## [Exercise goal]
Copy out the listing word for word, from the line containing "Question: In the above interface, where is the power" through the line containing "289 0 296 118", both included.

## [Given data]
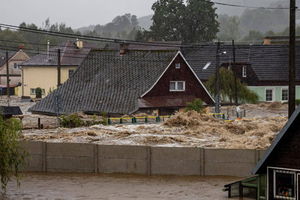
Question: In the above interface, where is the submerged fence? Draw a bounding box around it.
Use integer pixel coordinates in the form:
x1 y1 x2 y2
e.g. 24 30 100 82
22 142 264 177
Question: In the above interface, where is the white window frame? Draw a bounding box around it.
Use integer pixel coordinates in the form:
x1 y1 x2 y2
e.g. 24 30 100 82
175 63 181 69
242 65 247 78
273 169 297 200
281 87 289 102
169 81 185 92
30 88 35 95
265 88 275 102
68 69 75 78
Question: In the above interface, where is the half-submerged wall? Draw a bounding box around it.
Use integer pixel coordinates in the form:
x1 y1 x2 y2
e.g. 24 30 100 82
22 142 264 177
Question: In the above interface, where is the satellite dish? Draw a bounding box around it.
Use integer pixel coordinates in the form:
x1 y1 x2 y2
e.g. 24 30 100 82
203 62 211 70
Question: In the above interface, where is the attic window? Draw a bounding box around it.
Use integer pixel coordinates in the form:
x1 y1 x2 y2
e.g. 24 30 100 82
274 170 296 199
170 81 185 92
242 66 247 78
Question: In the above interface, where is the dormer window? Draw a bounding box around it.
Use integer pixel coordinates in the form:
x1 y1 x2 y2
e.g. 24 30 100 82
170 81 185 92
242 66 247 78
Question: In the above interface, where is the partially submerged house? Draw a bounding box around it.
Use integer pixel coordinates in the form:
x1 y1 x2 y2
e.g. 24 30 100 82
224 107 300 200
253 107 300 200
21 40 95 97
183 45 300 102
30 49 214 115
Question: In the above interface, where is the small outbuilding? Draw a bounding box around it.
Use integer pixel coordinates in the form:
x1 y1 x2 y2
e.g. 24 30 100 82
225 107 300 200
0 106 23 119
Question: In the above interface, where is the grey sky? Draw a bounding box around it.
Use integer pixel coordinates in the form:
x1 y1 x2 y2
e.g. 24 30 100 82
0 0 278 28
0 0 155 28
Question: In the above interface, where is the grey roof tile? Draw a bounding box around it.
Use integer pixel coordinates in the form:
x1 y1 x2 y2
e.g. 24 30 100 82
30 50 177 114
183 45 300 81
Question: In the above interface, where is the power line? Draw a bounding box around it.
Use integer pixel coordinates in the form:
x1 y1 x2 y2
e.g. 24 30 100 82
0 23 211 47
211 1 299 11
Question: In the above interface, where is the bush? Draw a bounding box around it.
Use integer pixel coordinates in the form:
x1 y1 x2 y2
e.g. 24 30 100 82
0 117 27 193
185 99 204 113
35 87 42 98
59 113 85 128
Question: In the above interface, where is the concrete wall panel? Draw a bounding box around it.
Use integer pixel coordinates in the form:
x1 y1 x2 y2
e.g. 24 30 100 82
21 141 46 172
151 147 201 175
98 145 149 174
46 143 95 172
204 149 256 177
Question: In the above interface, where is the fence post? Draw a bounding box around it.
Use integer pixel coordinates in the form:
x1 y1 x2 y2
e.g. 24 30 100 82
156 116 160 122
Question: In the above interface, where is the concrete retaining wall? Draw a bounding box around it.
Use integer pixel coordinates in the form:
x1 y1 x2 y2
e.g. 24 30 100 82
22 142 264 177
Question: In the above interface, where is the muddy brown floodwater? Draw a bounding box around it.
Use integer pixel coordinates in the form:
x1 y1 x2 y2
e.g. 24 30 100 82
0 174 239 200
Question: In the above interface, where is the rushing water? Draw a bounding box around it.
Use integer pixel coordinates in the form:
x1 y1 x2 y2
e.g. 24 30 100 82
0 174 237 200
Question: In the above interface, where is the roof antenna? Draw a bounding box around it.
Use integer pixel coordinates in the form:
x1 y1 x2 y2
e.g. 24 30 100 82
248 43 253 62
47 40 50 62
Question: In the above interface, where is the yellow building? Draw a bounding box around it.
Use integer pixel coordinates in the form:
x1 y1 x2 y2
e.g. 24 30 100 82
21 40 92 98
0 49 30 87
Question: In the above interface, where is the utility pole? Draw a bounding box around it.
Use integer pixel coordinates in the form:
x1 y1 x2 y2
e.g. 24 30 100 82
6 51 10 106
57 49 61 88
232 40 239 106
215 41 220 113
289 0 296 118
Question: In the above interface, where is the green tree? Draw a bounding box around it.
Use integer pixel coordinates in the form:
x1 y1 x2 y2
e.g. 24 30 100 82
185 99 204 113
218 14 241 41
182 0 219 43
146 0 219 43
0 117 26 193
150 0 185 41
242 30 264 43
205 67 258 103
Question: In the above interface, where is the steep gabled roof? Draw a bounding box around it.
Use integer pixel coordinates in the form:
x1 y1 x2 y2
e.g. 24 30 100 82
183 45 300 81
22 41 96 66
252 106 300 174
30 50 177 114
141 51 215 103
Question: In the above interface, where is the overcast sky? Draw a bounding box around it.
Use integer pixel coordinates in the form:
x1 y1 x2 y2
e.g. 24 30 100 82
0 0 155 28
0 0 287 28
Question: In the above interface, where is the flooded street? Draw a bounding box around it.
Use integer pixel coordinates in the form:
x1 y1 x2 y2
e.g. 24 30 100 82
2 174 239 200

## [Written response]
Question: In the above interface, where is the power line? Draw a bounding box around it.
Use integer pixel coordinates in the form:
x1 y1 x2 y2
e.g. 24 30 100 82
0 23 211 47
211 1 299 11
Question: In the above interface, where is the bush? Draw a bounding box around it.
Use integer pixel coordinates in the form:
x1 y1 x2 y2
e.g. 24 30 100 82
0 117 27 193
185 99 204 113
35 87 42 98
59 113 85 128
Question: In the above interface, where is the concrete wall panel? Draw a bounding box around it.
Use integer pixel coordinates in the form:
x1 y1 x2 y2
e.g. 24 30 100 82
21 141 46 172
151 147 201 175
98 145 149 174
46 143 95 172
204 149 256 177
Question: In the above interface, where is the fence post? Draw a bounding box around it.
Use integer pixel coordinates in the form:
x1 y1 x2 y2
e.g. 24 30 100 82
156 116 160 122
Question: In the above interface, where is the concrete retaining wall? Draw a bounding box around it.
Use integer pixel coordinates in the form:
x1 y1 x2 y2
e.g. 24 30 100 82
22 142 264 177
Question: In the above interface, where is the muddy brown floodwater? Draw a bounding box around it.
Use integer pixel coordinates in the form:
x1 y1 x2 y2
e.g. 24 30 100 82
0 174 239 200
Question: In the above interface, where is the rushing water? Draw a bounding box around it.
Use integer pixel coordinates in the form:
x1 y1 x2 y2
e.g. 24 30 100 82
0 174 237 200
Question: In the above interface, where is the roof antenna? Draw a bounding box around it.
Use integer pixel coordinates in the form:
x1 y1 x2 y2
e.g. 24 30 100 82
248 43 253 62
47 40 50 62
Question: In the above interface, where is the yellow building? Draw a bounding box around it.
Use integer pixel coordinates in the form:
x1 y1 x2 y2
e.g. 24 30 100 82
21 40 92 98
0 49 30 87
Question: In the above interface, where is the utility pole? Draw a bounding box around it.
Use integer pixel coordinates in the form:
x1 y1 x2 y2
e.g. 24 30 100 82
6 51 10 106
57 49 61 88
232 40 239 106
215 41 220 113
289 0 296 118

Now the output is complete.